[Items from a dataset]
——————

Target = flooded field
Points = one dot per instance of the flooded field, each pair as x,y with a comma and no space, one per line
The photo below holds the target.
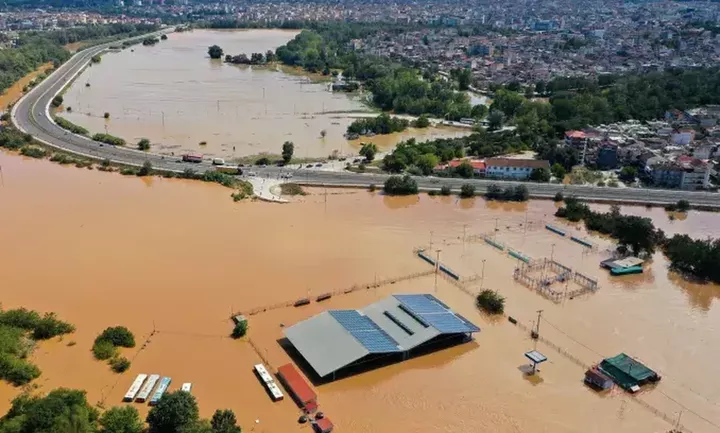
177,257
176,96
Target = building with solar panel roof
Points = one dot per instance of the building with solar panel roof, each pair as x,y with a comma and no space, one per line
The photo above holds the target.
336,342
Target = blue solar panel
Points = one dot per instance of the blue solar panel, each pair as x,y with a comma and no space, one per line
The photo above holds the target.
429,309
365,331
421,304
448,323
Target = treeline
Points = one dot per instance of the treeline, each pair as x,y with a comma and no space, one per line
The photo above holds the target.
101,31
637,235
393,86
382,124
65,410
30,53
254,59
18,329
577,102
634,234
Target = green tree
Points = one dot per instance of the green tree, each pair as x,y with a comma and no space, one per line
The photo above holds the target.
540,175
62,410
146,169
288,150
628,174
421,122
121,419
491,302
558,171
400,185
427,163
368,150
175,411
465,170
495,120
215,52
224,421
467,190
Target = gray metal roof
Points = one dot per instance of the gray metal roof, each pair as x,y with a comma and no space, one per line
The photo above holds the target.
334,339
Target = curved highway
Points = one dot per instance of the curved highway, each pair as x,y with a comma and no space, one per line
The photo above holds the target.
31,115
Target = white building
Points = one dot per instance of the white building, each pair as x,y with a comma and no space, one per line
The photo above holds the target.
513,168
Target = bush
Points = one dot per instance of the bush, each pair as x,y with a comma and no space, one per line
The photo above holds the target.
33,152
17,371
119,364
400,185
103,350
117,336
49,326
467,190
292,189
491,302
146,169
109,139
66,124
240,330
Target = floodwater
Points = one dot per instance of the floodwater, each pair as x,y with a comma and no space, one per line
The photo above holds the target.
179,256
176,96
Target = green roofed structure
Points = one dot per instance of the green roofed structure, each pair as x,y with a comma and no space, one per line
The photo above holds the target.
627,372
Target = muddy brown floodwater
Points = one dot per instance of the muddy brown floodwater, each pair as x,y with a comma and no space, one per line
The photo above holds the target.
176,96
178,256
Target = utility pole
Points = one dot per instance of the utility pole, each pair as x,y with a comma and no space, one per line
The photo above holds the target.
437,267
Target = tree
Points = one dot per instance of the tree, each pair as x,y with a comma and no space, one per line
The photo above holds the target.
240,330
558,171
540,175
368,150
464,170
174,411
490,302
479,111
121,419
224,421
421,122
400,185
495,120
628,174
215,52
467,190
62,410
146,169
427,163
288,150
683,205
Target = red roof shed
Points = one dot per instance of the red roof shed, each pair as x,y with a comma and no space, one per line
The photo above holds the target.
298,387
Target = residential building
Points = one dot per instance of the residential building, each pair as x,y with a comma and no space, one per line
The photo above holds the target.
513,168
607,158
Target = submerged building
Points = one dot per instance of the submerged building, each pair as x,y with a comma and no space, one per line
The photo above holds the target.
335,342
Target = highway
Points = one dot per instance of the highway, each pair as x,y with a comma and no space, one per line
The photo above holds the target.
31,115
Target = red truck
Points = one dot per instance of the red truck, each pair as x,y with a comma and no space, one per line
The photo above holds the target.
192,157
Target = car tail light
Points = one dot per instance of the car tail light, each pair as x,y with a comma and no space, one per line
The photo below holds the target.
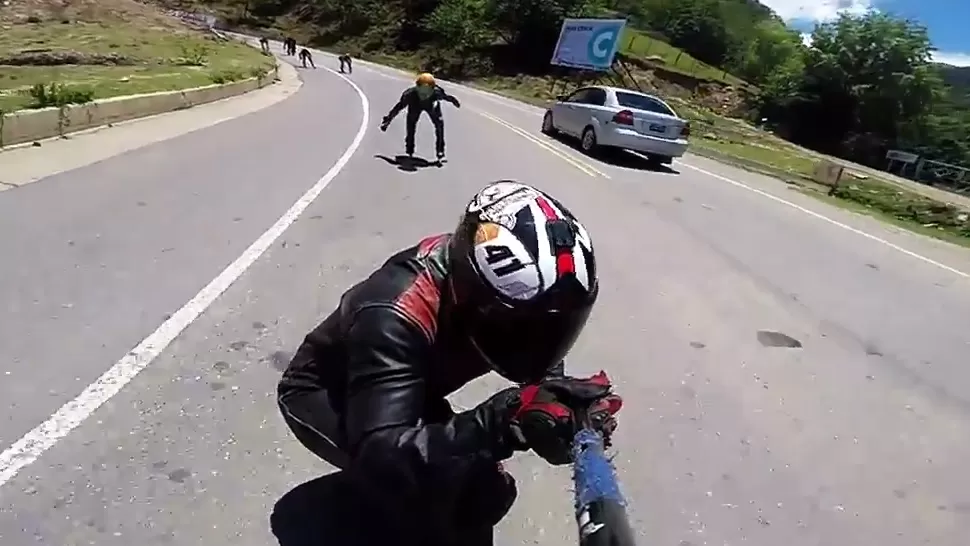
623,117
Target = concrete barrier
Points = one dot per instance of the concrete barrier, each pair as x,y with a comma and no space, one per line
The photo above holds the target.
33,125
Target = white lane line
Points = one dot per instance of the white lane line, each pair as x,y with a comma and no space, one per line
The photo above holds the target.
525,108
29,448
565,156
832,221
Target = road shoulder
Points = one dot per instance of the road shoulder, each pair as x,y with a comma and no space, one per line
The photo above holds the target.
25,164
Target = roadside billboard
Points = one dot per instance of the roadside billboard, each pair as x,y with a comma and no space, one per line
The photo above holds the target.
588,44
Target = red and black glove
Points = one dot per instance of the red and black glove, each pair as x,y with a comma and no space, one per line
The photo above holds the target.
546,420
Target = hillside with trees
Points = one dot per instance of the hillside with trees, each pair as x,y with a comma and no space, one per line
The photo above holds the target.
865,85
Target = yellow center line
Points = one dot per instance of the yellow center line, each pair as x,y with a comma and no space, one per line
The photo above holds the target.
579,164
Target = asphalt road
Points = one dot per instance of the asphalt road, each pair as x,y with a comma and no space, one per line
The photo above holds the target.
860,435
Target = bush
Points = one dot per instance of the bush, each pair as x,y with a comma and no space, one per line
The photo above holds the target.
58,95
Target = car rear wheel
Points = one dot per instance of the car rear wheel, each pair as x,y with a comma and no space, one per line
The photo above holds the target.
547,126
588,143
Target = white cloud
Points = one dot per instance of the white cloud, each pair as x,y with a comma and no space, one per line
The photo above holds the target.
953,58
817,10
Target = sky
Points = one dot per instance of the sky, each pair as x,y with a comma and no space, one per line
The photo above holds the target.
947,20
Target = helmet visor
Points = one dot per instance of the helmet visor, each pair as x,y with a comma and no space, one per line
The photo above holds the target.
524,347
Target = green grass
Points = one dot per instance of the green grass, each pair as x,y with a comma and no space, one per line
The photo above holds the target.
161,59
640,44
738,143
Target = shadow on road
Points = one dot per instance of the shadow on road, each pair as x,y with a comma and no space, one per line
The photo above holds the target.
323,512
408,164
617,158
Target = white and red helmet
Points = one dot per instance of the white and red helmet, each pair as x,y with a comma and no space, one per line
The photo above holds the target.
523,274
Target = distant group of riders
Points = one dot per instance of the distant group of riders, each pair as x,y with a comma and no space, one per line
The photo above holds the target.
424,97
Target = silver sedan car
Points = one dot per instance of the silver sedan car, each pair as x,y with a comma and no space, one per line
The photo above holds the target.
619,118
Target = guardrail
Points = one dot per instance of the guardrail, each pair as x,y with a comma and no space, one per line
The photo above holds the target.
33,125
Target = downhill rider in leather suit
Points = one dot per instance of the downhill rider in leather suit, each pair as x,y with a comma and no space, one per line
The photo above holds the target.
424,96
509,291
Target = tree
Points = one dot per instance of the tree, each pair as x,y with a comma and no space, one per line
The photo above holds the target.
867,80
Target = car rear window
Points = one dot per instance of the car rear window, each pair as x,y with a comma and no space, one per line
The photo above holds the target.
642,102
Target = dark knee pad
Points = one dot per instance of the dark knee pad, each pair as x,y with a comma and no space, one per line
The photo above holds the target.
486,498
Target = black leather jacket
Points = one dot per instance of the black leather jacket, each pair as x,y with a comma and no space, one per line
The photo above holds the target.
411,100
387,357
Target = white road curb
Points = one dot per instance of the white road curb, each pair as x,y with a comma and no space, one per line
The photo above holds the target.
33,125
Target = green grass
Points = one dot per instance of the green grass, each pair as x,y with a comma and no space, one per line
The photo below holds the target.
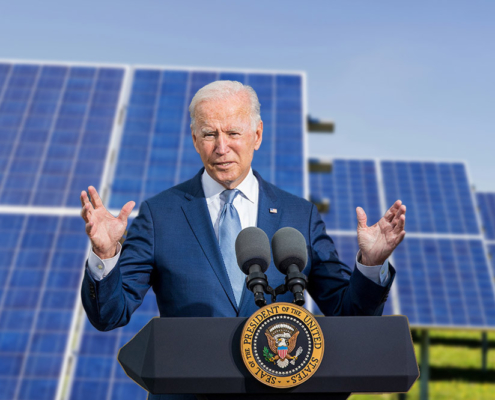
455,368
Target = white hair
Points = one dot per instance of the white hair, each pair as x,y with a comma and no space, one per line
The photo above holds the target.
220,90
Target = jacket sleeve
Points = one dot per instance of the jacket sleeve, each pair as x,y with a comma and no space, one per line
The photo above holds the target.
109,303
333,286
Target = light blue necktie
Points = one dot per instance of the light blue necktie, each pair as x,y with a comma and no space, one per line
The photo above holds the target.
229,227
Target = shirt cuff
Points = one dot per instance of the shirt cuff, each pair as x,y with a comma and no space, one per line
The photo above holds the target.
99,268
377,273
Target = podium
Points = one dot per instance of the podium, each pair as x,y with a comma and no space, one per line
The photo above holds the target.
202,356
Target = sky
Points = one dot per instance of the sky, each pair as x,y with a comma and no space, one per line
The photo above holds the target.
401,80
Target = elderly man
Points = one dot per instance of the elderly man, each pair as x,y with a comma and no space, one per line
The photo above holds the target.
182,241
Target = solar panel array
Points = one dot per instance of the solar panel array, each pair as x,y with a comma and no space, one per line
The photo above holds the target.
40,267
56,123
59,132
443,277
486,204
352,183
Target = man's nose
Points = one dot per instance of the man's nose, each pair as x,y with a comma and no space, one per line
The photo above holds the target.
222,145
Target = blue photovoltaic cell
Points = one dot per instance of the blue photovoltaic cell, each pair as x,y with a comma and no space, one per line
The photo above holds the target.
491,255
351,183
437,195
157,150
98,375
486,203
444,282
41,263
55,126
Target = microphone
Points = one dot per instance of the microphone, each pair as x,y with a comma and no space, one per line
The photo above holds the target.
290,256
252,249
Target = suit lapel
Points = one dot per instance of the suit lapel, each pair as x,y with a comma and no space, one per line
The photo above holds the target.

——————

■ GOAL
Above are the records; copy exactly the lines from the one with "Target = light blue necktie" through the final line.

■ THE ANSWER
Target = light blue necktie
Points = one dot per instance of the light blue necktie, each pair as x,y with a comma and no space, one per line
The photo above holds the target.
229,227
Target = shirt cuff
Points = one dot per instance of the shirt cuff, each pair as x,y with a comma and no space, one per line
The photo above holds the target.
99,268
377,273
Target = podium
Points = one dot per instance of the podium, each pair as x,y with a comma and no space, one per line
The photo above holds the target.
202,356
Target = sky
Points = one dot per instance of the sky, each pair as x,y with a comma and no space, one per line
The photo above holds the target.
401,80
Target = elderly man
Points = one dot per instance of the elderly man, each pair as x,y with a comma and no space, one per line
The photo above holds the target.
182,241
Target = solar panel array
Points = one dot per instance of the solar panel array, each pair as x,y with a comma and no space, one per line
The photo above holds the target.
40,267
56,123
59,132
443,277
486,204
352,183
Target = man's nose
Points = one dot per instance of the man's nose, each pair as x,y with a comma and no space, one per line
The photo above holds the target.
222,145
Target = blue photovoltaic cell
Points = one dot per instance of the blue photovoltaic cell, each pair as x,y with a comma and no space, one per line
The photo above holds the target.
491,255
351,183
437,195
157,150
98,375
486,203
444,282
41,263
55,126
Target = microphone
Points = one dot per instance of the microphone, each pair as x,y with a comma and no space, one per line
The photo above holds the target.
290,256
252,249
Target = suit lapel
Points = one dot per instance of the suit lapel, each pair as x,y with a comma and no space, one per line
The photo above holds the target.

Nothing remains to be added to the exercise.